● Task data:
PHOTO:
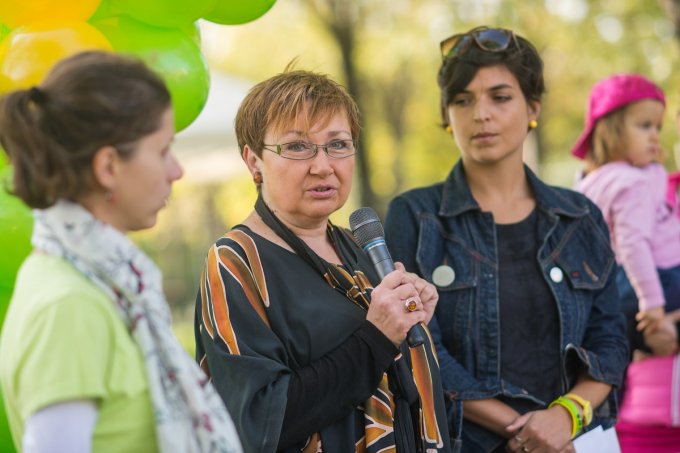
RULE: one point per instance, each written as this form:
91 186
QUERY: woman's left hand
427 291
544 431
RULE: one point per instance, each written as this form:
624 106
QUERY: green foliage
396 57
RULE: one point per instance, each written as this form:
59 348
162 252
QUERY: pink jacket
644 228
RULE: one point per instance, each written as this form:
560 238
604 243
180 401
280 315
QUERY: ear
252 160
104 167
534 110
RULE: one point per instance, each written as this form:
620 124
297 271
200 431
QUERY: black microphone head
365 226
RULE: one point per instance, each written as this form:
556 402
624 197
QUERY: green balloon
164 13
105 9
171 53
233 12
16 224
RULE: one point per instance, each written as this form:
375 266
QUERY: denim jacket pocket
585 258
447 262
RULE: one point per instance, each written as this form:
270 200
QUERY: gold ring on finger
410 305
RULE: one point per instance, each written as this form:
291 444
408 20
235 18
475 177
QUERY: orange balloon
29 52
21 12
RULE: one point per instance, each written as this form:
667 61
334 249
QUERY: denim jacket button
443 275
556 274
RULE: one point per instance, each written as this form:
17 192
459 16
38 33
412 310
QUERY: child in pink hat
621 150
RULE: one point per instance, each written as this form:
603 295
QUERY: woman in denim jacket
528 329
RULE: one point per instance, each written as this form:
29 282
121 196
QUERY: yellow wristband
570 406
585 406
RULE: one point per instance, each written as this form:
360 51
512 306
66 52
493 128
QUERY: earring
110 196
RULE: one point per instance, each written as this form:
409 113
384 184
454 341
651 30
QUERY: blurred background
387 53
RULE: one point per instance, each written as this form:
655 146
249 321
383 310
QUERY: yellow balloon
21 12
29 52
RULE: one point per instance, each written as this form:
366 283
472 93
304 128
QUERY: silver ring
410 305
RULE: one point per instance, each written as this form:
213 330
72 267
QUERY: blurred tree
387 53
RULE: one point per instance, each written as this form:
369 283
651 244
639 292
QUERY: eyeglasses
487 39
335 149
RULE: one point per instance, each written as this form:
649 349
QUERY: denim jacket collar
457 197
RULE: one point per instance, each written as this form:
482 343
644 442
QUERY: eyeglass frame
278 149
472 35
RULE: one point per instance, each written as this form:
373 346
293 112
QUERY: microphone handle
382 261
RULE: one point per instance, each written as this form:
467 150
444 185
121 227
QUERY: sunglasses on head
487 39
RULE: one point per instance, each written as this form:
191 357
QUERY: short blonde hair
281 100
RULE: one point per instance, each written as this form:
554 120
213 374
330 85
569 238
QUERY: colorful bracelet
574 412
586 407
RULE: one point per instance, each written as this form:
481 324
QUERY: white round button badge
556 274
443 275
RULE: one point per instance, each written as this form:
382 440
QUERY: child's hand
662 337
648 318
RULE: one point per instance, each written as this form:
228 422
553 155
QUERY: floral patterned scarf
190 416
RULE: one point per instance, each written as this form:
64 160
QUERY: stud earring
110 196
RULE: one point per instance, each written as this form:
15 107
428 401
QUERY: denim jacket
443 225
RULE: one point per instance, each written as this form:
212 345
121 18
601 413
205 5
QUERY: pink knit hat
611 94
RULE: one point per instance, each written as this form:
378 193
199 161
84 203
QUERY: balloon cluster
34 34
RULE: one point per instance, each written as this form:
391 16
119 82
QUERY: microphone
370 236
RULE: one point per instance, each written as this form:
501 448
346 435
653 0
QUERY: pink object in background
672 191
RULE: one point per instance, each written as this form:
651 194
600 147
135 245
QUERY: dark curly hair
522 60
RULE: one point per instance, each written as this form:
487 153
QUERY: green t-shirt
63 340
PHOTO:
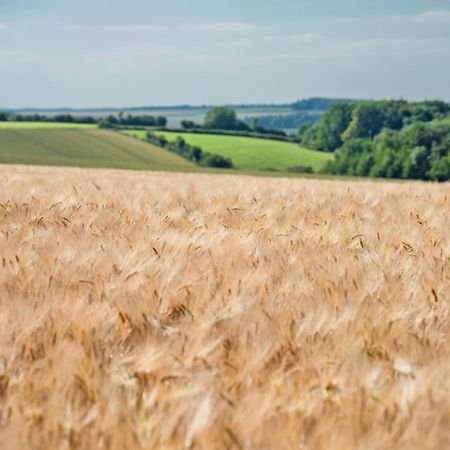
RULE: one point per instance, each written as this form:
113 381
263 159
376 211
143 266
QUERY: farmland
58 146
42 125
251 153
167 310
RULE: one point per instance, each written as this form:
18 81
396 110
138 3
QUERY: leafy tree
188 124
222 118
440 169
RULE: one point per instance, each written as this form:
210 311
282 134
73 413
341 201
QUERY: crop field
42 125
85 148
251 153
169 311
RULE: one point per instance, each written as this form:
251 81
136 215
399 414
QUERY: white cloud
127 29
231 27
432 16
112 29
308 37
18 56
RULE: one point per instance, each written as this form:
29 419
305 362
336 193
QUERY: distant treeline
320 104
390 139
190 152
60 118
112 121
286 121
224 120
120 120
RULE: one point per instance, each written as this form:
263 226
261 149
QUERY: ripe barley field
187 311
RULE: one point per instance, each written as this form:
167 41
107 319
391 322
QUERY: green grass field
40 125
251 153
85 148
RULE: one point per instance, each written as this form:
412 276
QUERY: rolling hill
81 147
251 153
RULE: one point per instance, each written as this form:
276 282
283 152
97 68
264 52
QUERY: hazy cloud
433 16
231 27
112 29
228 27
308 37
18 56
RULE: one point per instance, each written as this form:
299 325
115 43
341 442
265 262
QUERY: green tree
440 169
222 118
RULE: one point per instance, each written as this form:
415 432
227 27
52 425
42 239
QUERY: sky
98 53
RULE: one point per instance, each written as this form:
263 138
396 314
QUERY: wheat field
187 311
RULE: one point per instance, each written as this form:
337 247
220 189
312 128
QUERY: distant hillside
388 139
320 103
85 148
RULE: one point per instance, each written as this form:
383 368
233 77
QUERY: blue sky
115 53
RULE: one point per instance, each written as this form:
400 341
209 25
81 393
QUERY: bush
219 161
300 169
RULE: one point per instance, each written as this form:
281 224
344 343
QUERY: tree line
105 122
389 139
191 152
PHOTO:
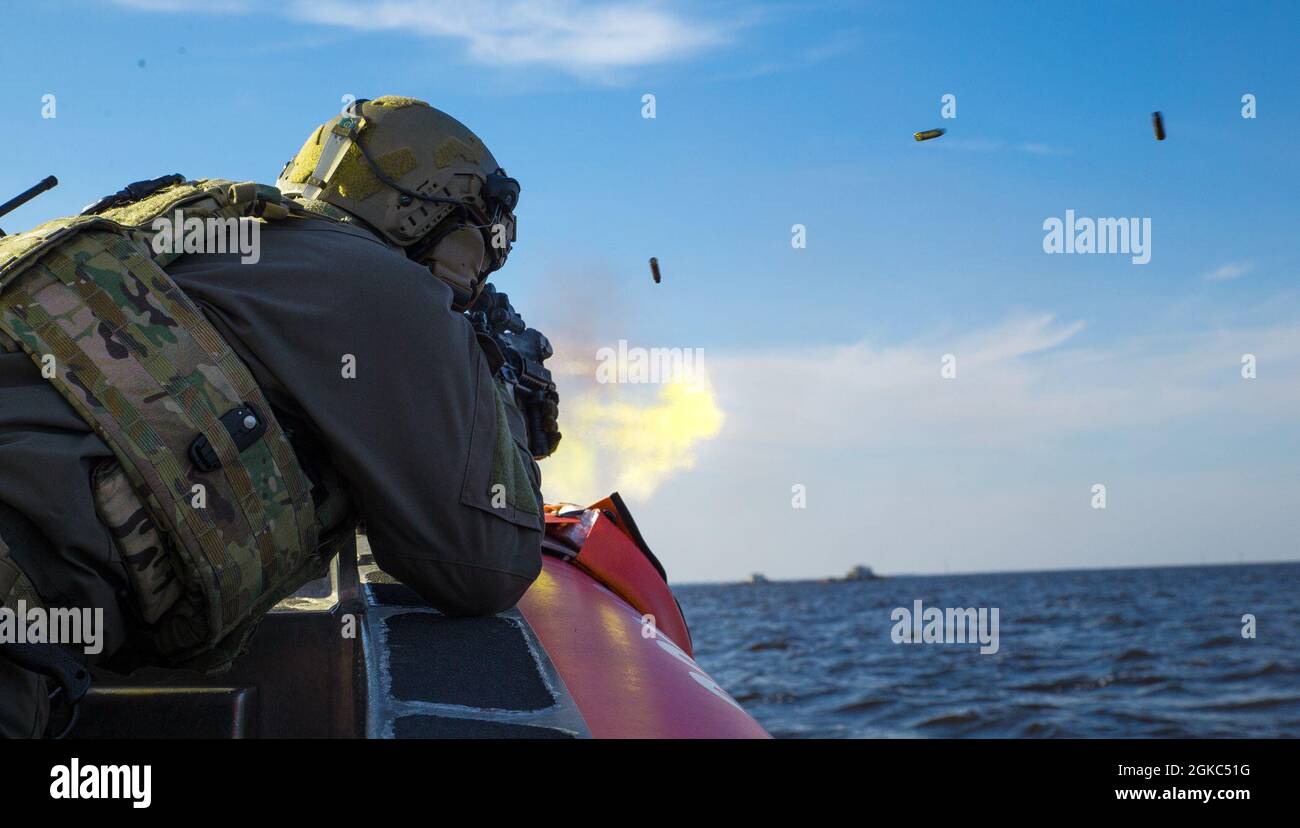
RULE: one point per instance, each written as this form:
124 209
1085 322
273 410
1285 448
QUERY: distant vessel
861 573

* * *

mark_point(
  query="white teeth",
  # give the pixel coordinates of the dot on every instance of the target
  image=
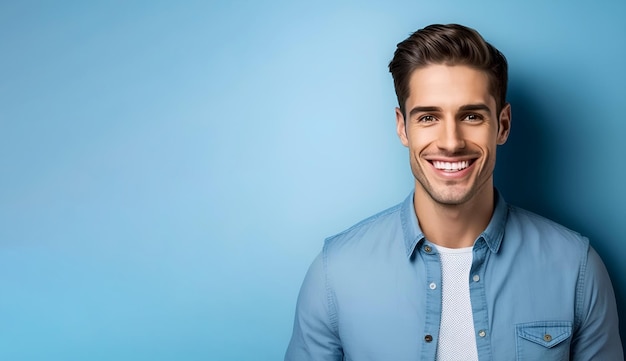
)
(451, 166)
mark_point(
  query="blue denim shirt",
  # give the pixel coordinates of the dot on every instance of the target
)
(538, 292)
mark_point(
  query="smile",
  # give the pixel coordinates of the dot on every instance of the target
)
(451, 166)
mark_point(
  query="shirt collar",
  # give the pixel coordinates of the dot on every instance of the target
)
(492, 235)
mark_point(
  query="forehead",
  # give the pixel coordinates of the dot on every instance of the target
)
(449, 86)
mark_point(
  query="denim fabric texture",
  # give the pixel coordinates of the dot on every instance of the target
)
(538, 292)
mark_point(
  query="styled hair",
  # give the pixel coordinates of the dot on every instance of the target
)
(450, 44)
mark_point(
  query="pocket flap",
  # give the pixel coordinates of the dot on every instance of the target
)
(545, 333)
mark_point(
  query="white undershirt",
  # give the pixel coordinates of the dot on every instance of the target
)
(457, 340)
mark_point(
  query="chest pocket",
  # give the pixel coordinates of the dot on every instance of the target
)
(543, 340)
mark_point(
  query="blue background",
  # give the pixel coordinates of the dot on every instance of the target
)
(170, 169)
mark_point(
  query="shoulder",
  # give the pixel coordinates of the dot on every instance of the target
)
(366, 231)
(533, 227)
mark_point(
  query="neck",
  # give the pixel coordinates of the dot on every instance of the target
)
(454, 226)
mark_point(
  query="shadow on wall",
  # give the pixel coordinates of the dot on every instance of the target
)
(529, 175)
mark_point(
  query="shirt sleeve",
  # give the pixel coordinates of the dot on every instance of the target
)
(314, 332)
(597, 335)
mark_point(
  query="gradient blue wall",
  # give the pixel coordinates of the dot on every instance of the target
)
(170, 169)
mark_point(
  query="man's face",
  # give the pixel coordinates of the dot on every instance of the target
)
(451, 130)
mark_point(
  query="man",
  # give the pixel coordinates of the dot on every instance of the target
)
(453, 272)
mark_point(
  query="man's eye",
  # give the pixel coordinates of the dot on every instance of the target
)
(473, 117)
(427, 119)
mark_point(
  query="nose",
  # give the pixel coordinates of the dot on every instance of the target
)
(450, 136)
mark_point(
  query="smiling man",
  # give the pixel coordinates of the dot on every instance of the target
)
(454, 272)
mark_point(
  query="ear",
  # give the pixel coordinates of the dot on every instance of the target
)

---

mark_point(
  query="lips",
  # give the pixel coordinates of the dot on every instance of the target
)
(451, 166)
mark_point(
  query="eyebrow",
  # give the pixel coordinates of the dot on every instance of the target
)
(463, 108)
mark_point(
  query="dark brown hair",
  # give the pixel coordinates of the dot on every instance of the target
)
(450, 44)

● What is being asked: Of the records above, copy each line that includes "wall".

● Answer to this exercise:
  query="shadow on wall",
  query="gradient blue wall",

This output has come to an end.